### [SOURCE RECORDS]
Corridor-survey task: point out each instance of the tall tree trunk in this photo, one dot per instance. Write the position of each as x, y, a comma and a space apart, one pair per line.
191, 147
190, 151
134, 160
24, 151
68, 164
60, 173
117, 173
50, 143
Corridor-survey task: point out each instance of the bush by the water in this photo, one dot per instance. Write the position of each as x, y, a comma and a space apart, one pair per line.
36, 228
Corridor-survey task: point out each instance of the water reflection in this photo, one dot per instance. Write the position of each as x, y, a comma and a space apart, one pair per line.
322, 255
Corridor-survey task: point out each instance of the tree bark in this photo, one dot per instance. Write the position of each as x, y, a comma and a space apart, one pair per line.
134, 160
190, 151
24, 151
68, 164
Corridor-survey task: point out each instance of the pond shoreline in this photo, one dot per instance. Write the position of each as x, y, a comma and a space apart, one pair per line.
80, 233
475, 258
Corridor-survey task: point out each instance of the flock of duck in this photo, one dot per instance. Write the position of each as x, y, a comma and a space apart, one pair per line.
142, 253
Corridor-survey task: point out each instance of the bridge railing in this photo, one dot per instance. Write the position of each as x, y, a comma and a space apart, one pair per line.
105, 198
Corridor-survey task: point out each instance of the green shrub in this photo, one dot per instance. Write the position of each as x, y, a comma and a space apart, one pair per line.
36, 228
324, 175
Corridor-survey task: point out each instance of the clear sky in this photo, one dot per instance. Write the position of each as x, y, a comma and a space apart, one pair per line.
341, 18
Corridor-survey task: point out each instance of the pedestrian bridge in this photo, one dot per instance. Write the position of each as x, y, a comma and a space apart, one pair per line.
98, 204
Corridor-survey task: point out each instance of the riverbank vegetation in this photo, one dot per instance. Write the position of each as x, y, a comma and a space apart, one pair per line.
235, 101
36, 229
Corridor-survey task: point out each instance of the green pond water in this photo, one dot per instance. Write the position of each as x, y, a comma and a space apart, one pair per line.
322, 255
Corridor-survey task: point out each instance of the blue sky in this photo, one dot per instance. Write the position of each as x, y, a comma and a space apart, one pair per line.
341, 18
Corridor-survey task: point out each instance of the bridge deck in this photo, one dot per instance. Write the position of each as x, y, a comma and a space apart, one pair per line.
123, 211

### [WHAT THIS TASK INVOLVES]
Reproduce every item above word for word, keeping each line in its original order.

### [CORRECT RESULT]
Corridor-survey task: point out each instance of the tall tree trunk in this photo, one dot per instance. Write the position of each as x, y, a comma and a space apart, one pair per line.
191, 147
190, 151
134, 160
24, 151
68, 164
60, 173
117, 173
50, 143
Corridor-survey task: point out each instance of the bush by the water in this photo, one dot per instance. Write the position of each as x, y, a comma and a space apart, one pair per line.
36, 228
Corridor-survey task: point out each instance of the water reflection in this photo, one dot per instance. Write the position of each as x, y, a comma and a space apart, one pair per line.
322, 255
Corridor-survey task: point out each instance of the tree bark in this photo, one dot per instance. Write the position of each as x, y, a comma and a space apart, one pair per line.
134, 160
190, 151
24, 151
68, 164
Corridor-survey task: point out each instance of the pond shoreline in this photo, one dot per instance. Write the position of each as x, y, a comma and a space apart, one pair per line.
80, 233
475, 258
Corridor-survey task: point out each instance of the flock of duck in this photo, one dot per instance. Write the position of each as x, y, a comma and a space apart, one pair per line.
142, 253
Corridor-survey task: point out each instance of the bridge railing in this photo, one dot per instance. Write the position of each as x, y, a comma and a space apart, one pair per line.
105, 198
Corridor-survey task: point out each instance of the green shrub in this photo, one dot per instance. Write the position of each as x, y, a comma and a space apart, one pair per line.
36, 228
324, 175
Corridor-survey task: point out each instance of the clear sky in this photo, one dot per instance. Write the position of each as x, y, a comma and a space apart, one pair per line.
341, 18
Corridor-survey task: point out each instance of the pedestrian bridge in this photo, one dot per instance. Write the position of each as x, y, a comma and a space apart, one pair per line.
98, 204
Corridor-survey task: point out each instance of the riverbank vegetation in this photo, one dot per instance. Write the position of each as x, y, a comma and a space apart, one pair per line.
235, 101
36, 229
Corridor-survey task: point out each instance of the green pond water in this photo, one dot per instance. Write the position of each as x, y, a comma and a space apart, one pair per line.
322, 255
Corridor-survey task: point out each instance of the blue sky in this photo, one dot per instance. Write the position of each as x, y, a comma and a space apart, one pair per line.
341, 18
Corridor-survey task: point out each instance of the bridge deck in this photo, one dot per instance. Write the position of each as x, y, a comma and a space apart, one pair per line.
123, 211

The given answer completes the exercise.